_WHAT IS NEEDED:_ Copy every line of the records below, requests included, but shift the point coordinates in the answers by adding 142 to each number. Leave the pictures out.

_GIVEN DATA:_
# # #

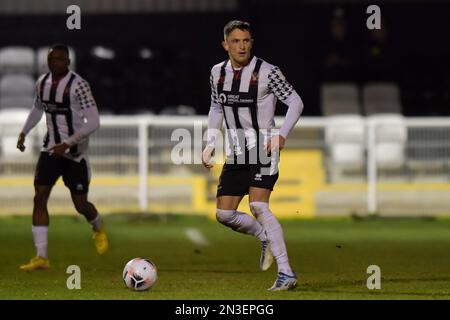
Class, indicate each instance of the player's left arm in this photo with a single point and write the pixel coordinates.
(284, 91)
(91, 121)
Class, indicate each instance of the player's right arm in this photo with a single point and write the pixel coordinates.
(215, 118)
(33, 119)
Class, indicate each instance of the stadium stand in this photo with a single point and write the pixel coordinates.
(16, 91)
(17, 60)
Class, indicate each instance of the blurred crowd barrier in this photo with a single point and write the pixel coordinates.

# # #

_ANSWER FOR THE TASK:_
Class, indicate each instance of the player's left arm in this photo with a single point and write the pixel coordinates.
(426, 233)
(233, 263)
Class, indicate each instance of the player's right arm in this photo with a single point and write the pixel coordinates.
(357, 260)
(175, 261)
Class, indicate each instance of the stadium stand in this photo with a single point and write the pixel coordinates.
(158, 233)
(159, 202)
Class, indicate each instance of the blurred crowd barrier in this photo with a single point and write the pixel coordinates.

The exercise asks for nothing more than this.